▸ RECORDS SUPPLIED
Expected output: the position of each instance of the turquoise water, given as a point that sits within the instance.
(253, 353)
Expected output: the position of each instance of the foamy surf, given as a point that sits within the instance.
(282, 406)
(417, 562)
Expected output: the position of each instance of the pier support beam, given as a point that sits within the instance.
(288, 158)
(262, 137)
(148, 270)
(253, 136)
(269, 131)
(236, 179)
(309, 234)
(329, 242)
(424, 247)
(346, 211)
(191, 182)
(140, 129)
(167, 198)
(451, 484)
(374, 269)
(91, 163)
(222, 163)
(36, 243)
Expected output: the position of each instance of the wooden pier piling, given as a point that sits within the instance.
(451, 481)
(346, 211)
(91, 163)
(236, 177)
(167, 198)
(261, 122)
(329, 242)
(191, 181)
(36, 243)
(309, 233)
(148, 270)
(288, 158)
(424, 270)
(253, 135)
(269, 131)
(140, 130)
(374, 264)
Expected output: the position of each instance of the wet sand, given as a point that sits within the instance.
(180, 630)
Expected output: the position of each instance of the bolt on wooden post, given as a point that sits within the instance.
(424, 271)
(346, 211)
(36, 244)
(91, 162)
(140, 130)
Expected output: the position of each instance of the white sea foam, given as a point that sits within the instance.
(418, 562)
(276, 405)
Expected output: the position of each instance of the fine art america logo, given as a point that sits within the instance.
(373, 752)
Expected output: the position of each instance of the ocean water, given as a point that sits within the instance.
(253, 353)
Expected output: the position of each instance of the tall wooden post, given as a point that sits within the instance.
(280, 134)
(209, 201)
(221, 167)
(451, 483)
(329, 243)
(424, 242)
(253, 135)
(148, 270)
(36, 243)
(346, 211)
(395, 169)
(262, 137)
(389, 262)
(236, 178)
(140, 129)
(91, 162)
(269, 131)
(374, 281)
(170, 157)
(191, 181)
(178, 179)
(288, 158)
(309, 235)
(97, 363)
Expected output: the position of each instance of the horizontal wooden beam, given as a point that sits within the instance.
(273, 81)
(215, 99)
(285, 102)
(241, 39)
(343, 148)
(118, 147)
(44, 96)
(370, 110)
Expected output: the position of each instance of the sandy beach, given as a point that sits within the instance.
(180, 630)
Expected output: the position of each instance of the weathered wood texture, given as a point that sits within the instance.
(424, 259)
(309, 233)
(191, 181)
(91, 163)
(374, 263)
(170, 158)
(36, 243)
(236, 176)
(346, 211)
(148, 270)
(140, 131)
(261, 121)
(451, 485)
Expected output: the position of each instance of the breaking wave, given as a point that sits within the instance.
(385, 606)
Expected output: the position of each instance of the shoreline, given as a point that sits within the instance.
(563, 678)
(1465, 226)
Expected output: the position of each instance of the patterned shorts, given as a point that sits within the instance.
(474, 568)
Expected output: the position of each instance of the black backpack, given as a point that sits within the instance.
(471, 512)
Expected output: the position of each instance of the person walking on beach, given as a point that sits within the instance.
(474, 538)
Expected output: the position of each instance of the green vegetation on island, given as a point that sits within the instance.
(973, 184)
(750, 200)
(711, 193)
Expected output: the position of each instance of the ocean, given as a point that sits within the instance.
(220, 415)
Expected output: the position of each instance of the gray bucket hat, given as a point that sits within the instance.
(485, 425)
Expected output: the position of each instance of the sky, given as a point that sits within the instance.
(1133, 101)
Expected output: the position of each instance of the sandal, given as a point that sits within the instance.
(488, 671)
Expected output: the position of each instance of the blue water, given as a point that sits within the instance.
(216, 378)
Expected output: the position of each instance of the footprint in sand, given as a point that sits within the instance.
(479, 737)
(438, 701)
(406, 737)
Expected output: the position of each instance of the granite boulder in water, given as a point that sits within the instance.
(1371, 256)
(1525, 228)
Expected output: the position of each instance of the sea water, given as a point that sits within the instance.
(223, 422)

▸ REQUIREMENT
Reproduce each entry word for word.

▸ ANSWER FOR THIS EXERCISE
Expected output: the position of each instance of the turquoise water, given as a point that sits within the instance.
(253, 353)
Expected output: the position of each instance of the foamy surf, given as a point that sits within the instance.
(282, 406)
(417, 562)
Expected output: the position of each instance of the pier support beam, given as a point that sits within the instance.
(288, 158)
(262, 137)
(148, 270)
(253, 136)
(269, 131)
(236, 179)
(309, 234)
(329, 242)
(424, 247)
(346, 211)
(191, 182)
(140, 129)
(167, 198)
(451, 484)
(374, 269)
(91, 163)
(222, 163)
(36, 243)
Expected output: the position of each instance of the wooden pier piling, given as a point that sits within the instance.
(451, 481)
(346, 211)
(91, 163)
(236, 177)
(167, 198)
(261, 122)
(329, 242)
(191, 181)
(36, 243)
(309, 233)
(148, 270)
(288, 158)
(424, 270)
(253, 135)
(269, 131)
(140, 130)
(374, 264)
Expected output: the position of each instance of the wet sand, given as a point that sits within the instance.
(180, 630)
Expected output: the position of each instance of the bolt on wooden post, given as a point that sits within the instance.
(424, 271)
(346, 211)
(36, 244)
(91, 162)
(140, 130)
Expected output: the position of each instance of the white sea foam, given as a point that sits within the instance.
(418, 562)
(276, 405)
Expected output: the position of each instance of the fine art america logo, given as a point that sits within the instance.
(373, 752)
Expected output: the position of each instance of the ocean water, given as a point that sits within the instance.
(253, 353)
Expected output: the position of each instance of the tall wooden post, given as a point that sits within the instance.
(280, 134)
(209, 201)
(221, 167)
(451, 483)
(329, 243)
(424, 242)
(253, 135)
(148, 270)
(36, 243)
(346, 211)
(395, 169)
(262, 137)
(389, 262)
(236, 178)
(140, 129)
(91, 162)
(269, 131)
(374, 281)
(170, 157)
(191, 181)
(178, 179)
(288, 158)
(309, 235)
(97, 363)
Expected output: the position of each instance of the horizontal wooden beam, given as a point that sits within the instance.
(273, 81)
(215, 99)
(285, 102)
(241, 39)
(343, 148)
(118, 147)
(44, 96)
(370, 110)
Expected output: the position of each instance of the sandy beach, given as a point that sits within the instance.
(180, 630)
Expected output: the position of each instance of the weathered wood texture, given as a point that sits within the instance.
(424, 259)
(309, 233)
(191, 181)
(91, 163)
(374, 263)
(170, 158)
(36, 243)
(236, 176)
(346, 211)
(148, 270)
(140, 131)
(261, 121)
(451, 485)
Expected output: the position of each instance of the breaking wave, given as a point that sits within the instance.
(385, 606)
Expected output: the position of each instance of the shoreline, given as a point that sits within the instance.
(563, 678)
(1465, 226)
Expected output: the position of each instance of the patterned shorts, given as a point that sits within the instance.
(474, 568)
Expected output: the position of each instance of the black backpack, given as a point that sits within the instance.
(471, 512)
Expected output: the position of each instance of the person walking on beach, given as a point that sits within the instance.
(474, 538)
Expected output: the position of each instance of the green vegetation on island, given as a point that sits within the instance.
(973, 184)
(750, 200)
(711, 193)
Expected output: the position of each instance of the ocean, given as a point that sits within the instance.
(220, 415)
Expected output: the position of each instance of the gray bucket hat, given as a point that sits within the instance.
(485, 425)
Expected output: the position of each instance of the sky, given as a point that sits within the instance.
(1133, 101)
Expected output: the position of each instance of the sandal, given as a point that sits within the instance.
(488, 671)
Expected output: the position of each instance of the blue water, given as a point that sits within the instance.
(216, 378)
Expected output: the position of each instance of the footprint in sand, given as a point that sits within the instance.
(479, 737)
(438, 701)
(406, 737)
Expected output: the position of each instance of the granite boulder in water, given as a point that sits within the instance.
(1371, 256)
(1525, 228)
Expected output: the position of each instance of the sea water, given as a point that sits within the instance.
(223, 422)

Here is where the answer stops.